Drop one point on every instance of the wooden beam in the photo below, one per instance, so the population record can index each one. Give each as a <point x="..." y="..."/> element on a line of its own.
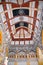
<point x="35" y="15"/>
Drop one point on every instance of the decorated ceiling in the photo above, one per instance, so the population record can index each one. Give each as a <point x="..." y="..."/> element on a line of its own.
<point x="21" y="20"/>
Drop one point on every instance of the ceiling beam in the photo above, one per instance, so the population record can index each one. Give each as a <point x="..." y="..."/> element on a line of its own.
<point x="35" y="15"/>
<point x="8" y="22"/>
==
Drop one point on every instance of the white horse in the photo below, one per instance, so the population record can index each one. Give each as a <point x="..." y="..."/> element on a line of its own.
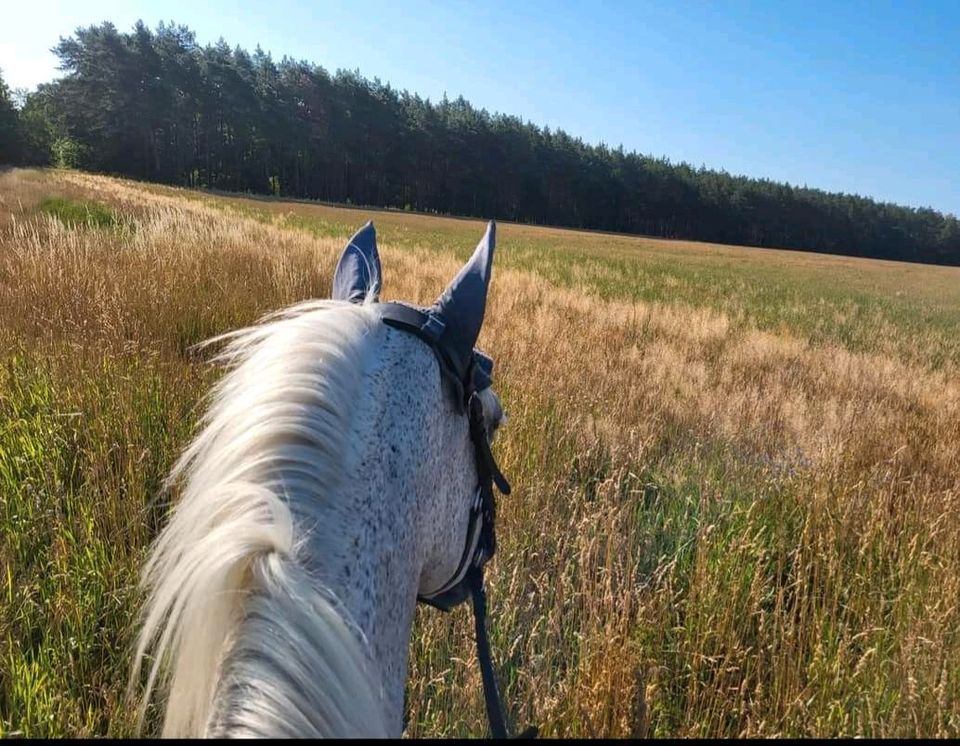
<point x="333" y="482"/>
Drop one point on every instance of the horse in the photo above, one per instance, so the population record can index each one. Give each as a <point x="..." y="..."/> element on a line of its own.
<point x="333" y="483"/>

> _INSTRUCTIONS TO FOLLOW_
Identify every row that contains the word "above" and copy each of those rows in full.

> _WRITTEN ANSWER_
Drop one point on every instance of the decorated ceiling in the photo above, one per instance, so the population record can index each one. Give each as a <point x="..." y="..."/> element on a line of its own.
Drop one point on every instance of the ceiling beam in the photo above, one per instance, so the population record can index each one. Give each as a <point x="..." y="..."/> element on a line of its own.
Drop one point on every instance of the horse in the photo above, one per instance, so the population record can index each one. Give each as a <point x="..." y="..."/> element on a line of its own.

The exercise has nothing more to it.